Reading text:
Laura Bianchi, Rose Law Group partner and director of Cannabis department, talks to Phoenix Business Journal about cannabis extract ruling

Laura Bianchi

By Greg Barr | Phoenix Business Journal

Medical marijuana patients in the state now can legally possess hashish after the Arizona Supreme Court on Tuesday ruled the extracted resin and oils from marijuana are the same as other parts of the plant.

The Court’s 7-0 ruling clarifies the definition of marijuana in the Arizona Medical Marijuana Act that went into effect in 2010 after medical marijuana was approved by voters.

The ruling stems from a case in 2013 when Rodney Jones, a medical marijuana card holder, was arrested on charges of marijuana and drug paraphernalia possession, which included a tiny amount of hashish in a jar.

Jones had taken his case to the Arizona Court of Appeals but that court ruled against him in 2018, noting that hashish wasn’t specifically included within the definition of marijuana under the law, setting up Tuesday’s decision by the state’s top court. Jones spent more than two years in prison and was released in 2017.

“We hold that the definition of marijuana in § 36-2801(8) includes resin, and by extension hashish, and that § 36-2811(B)(1) immunizes the use of such marijuana consistent with AMMA,” the Supreme Court ruling stated. “We reverse the trial court’s ruling denying Jones’s motion to dismiss, vacate the court of appeals’ opinion, and vacate Jones’s convictions and sentences.”

Problems to solve:
1. Rewrite the part of the article on the cannabis extract ruling that opens with the words containing "Medical marijuana patients" and closes with "approved by voters.", replacing "Arizona Supreme Court" with "state's highest court".
2. According to the article on the cannabis extract ruling, why did the Arizona Court of Appeals rule against Rodney Jones in 2018?
3. In the article on the cannabis extract ruling, how long did Rodney Jones spend in prison?

Data extracts:

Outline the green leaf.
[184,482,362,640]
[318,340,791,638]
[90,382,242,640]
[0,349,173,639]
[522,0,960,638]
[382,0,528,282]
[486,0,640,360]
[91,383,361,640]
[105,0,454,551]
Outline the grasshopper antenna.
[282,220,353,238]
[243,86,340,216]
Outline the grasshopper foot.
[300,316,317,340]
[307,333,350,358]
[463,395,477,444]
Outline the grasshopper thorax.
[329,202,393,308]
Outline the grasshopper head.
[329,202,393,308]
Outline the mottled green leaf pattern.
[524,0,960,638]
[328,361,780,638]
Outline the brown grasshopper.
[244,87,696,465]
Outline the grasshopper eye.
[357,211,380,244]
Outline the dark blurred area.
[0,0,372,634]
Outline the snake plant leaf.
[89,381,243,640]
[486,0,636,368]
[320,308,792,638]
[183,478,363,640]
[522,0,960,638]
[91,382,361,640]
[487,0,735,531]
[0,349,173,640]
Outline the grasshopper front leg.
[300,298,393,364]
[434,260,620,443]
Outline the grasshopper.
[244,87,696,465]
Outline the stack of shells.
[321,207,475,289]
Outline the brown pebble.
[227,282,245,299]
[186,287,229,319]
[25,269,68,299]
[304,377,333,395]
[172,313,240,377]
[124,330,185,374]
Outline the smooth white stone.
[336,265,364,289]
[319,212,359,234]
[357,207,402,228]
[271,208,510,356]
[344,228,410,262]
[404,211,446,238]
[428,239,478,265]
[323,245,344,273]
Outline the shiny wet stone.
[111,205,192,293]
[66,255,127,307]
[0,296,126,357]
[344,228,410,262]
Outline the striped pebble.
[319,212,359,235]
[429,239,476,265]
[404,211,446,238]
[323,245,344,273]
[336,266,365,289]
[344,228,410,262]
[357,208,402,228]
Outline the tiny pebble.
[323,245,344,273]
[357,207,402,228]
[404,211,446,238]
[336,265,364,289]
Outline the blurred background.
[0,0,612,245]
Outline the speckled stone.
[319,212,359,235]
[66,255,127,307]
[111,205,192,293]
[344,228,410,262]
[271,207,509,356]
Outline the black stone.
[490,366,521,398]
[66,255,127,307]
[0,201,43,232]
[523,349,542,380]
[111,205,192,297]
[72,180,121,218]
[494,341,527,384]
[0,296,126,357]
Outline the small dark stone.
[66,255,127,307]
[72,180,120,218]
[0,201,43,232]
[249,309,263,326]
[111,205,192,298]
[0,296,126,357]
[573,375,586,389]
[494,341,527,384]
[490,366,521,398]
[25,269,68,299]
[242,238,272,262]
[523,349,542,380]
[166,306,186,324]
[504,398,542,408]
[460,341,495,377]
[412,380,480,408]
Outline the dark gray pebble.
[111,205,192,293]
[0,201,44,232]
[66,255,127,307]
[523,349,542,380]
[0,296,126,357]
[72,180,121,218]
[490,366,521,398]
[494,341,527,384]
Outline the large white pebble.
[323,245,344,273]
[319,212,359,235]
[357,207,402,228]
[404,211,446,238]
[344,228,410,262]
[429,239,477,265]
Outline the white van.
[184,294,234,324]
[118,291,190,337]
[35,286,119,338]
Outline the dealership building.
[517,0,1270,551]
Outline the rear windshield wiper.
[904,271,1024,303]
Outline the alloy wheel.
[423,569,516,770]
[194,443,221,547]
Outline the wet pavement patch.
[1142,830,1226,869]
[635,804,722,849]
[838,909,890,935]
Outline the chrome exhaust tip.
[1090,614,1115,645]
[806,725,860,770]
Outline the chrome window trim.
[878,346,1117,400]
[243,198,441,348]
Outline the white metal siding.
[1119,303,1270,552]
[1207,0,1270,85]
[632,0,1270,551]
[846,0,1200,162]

Solutions to each task:
1.
Medical marijuana patients in the state now can legally possess hashish after the state's highest court on Tuesday ruled the extracted resin and oils from marijuana are the same as other parts of the plant.

The Court’s 7-0 ruling clarifies the definition of marijuana in the Arizona Medical Marijuana Act that went into effect in 2010 after medical marijuana was approved by voters.

2. The Court of Appeals noted that hashish wasn't specifically included within the definition of marijuana under the law.

3. More than two years.